- The exercise
Print the listing in its entirety and exactly, leaving out images.
··· Exercise inputs ···
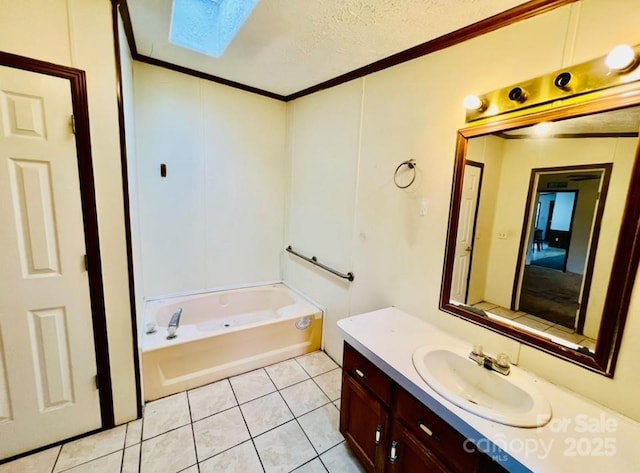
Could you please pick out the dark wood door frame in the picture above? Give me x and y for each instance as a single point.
(78, 86)
(595, 234)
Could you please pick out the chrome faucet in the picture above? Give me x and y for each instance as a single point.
(172, 328)
(500, 363)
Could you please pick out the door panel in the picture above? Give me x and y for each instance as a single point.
(466, 225)
(47, 353)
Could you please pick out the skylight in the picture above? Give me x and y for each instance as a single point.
(208, 26)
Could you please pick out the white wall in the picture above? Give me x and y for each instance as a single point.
(69, 32)
(413, 111)
(218, 217)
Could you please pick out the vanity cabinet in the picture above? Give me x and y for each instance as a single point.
(364, 409)
(391, 431)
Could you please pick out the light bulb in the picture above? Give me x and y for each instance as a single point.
(621, 58)
(473, 102)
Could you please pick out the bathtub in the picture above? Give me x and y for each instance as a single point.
(222, 334)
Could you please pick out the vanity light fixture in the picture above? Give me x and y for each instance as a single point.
(475, 103)
(563, 81)
(542, 129)
(621, 66)
(622, 58)
(518, 94)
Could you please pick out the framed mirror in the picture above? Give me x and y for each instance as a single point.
(543, 241)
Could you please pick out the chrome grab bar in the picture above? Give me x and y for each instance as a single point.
(314, 260)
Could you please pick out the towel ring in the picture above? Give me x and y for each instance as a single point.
(411, 164)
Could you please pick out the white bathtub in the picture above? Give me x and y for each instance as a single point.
(224, 333)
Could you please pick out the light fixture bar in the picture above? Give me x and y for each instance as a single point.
(619, 67)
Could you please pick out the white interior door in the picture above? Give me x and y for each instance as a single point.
(464, 239)
(47, 357)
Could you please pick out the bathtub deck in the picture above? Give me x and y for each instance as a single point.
(283, 417)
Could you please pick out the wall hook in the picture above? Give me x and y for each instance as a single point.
(411, 164)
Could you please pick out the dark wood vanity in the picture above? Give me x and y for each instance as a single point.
(391, 431)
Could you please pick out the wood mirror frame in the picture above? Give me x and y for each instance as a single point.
(627, 253)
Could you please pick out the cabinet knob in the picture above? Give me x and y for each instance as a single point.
(394, 451)
(378, 434)
(428, 431)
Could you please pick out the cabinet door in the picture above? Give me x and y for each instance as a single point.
(408, 455)
(364, 424)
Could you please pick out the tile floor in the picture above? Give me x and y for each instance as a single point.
(280, 418)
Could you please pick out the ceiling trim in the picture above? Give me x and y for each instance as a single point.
(620, 134)
(501, 20)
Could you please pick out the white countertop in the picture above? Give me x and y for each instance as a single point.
(582, 436)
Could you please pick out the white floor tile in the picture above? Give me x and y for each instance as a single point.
(284, 448)
(191, 469)
(41, 462)
(286, 373)
(168, 453)
(340, 460)
(303, 397)
(252, 385)
(90, 448)
(314, 466)
(322, 427)
(109, 464)
(330, 383)
(131, 460)
(134, 433)
(219, 432)
(211, 399)
(316, 363)
(165, 414)
(242, 458)
(265, 413)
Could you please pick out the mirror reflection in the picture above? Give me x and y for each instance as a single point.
(539, 219)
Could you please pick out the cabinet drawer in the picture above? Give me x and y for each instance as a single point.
(443, 440)
(367, 374)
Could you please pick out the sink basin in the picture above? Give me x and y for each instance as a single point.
(511, 400)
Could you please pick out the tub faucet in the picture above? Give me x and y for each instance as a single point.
(173, 324)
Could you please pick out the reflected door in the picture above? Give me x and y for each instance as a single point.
(466, 225)
(47, 356)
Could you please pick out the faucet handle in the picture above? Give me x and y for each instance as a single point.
(503, 361)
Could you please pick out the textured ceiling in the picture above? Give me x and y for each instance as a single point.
(290, 45)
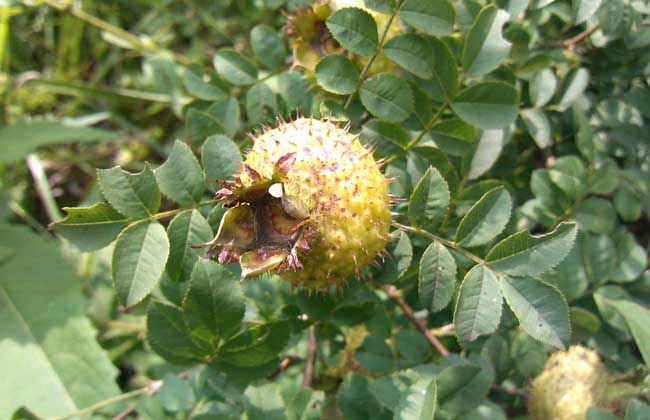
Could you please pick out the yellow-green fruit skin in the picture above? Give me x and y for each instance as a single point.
(570, 383)
(346, 193)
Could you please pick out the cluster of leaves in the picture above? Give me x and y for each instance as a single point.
(496, 119)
···
- Exercise result
Could you please pick out the dark wood door frame in the picture above? Give me x and y for each instance as a single point.
(78, 86)
(595, 234)
Could you please pick out the chrome faucet in the picture above? Give me x and y for each instance as a single point.
(172, 328)
(500, 363)
Could you please pick out the door panel in the picture above? Give me x and y for each instance as a single point.
(466, 225)
(47, 353)
Could you please pick out the skylight in the picture above? Give me x and y for each instance as a single point.
(208, 26)
Could you please pick out the white wall in the picture above? Give me x and y for each instance as a single point.
(69, 32)
(413, 111)
(218, 217)
Could you please pick out the vanity cabinet in the picture above? Give me x and y for each instance as a single point.
(364, 409)
(391, 431)
Could you please pick out the light bulb in the picture above? Give me x and y for each instance as a single point.
(621, 58)
(473, 102)
Could you please pick out the bathtub in the picture above? Give me x and y for each instance as a single point.
(222, 334)
Could you please pick out the vanity light fixture in the picture above? Give me x and y for each instance as a single point.
(475, 103)
(563, 81)
(542, 129)
(621, 66)
(622, 58)
(518, 94)
Could you please pick out the framed mirror in the picture above? Give me x and y for each instance as a single point.
(543, 241)
Could you please pick out the chrome grab bar in the picture above? Give me x and y for each instance as a single point.
(314, 260)
Could you please pick out the towel ring in the picture above? Give me x and y for each instance as a single point.
(411, 164)
Could you please pick out the white bathtub in the picture above? Give me x and y for each instance as a single point.
(224, 333)
Could you please pick out the light fixture bar in the picture above? Give me x and y for each instance as a single point.
(619, 67)
Could you please pick out the white interior door in the picture above? Give me x and y for each instance as a single point.
(464, 239)
(47, 357)
Could you please pick out the bathtub deck in the picture above? Give me x and y for each instance as a single point.
(283, 417)
Could you please pick out the wall hook in the picture above? Give me x and y for each instance as a single point.
(411, 164)
Could you please pick out the dark wood vanity in the picture above? Give me x and y for each instance as a single point.
(391, 431)
Could you please pick out the wood mirror frame in the picture above? Give me x and y for each instance as a single point.
(627, 253)
Could you please pick out the cabinet knob in the picture above? Give me x and y for each instance as a single point.
(394, 451)
(378, 434)
(428, 431)
Could you please pick out the cabinet door in the picture above? Give me x and y for each instance as a single point.
(408, 455)
(364, 424)
Could you please pick out the tile floor in the picture above? Give me x and y for each instance as a single point.
(280, 418)
Could you please pick out the ceiling trim in the picture above? Give me x and y for each instance as a single point.
(620, 134)
(501, 20)
Could you please pick out the white countertop in the picture above? Give me x and y for each instance as a single point.
(582, 436)
Could you please pick out the white floor tile in the picture above? Give me x and y for each instance as a single point.
(284, 448)
(191, 469)
(41, 462)
(286, 373)
(168, 453)
(340, 460)
(303, 397)
(252, 385)
(90, 448)
(314, 466)
(322, 427)
(109, 464)
(330, 383)
(131, 460)
(134, 433)
(219, 432)
(211, 399)
(316, 363)
(165, 414)
(242, 458)
(265, 413)
Could you please pick out the mirror reflection in the picture above? Give me x and y for each instance as a single point.
(539, 219)
Could you please pick out the cabinet drawer in the picture above? Give me x and y for each instance as a single point.
(443, 440)
(367, 374)
Could you please pick out the sink basin in the picture above? Give me x and y for each instance as a single point.
(511, 400)
Could you please pick out the tub faucet in the picture above? Give me x and y for each instance as a single point.
(173, 324)
Could you please pick out the reflected door in the picture above? Give me x and y for each instance as a single point.
(466, 225)
(47, 356)
Could you please pick out the faucet handle in the picture above? Give me x and y for each instance as a single point.
(503, 361)
Could you please pick out the textured ceiling in the picture above? Give me x and y for each instance as a single point.
(290, 45)
Could you please pick out the yellow-green fruit skin in the picture above? Give me x and y for each instance as a single point.
(570, 383)
(346, 193)
Could you please pick out the cluster of leaves in the picture above? Give me x and y for each instance as a single point.
(496, 119)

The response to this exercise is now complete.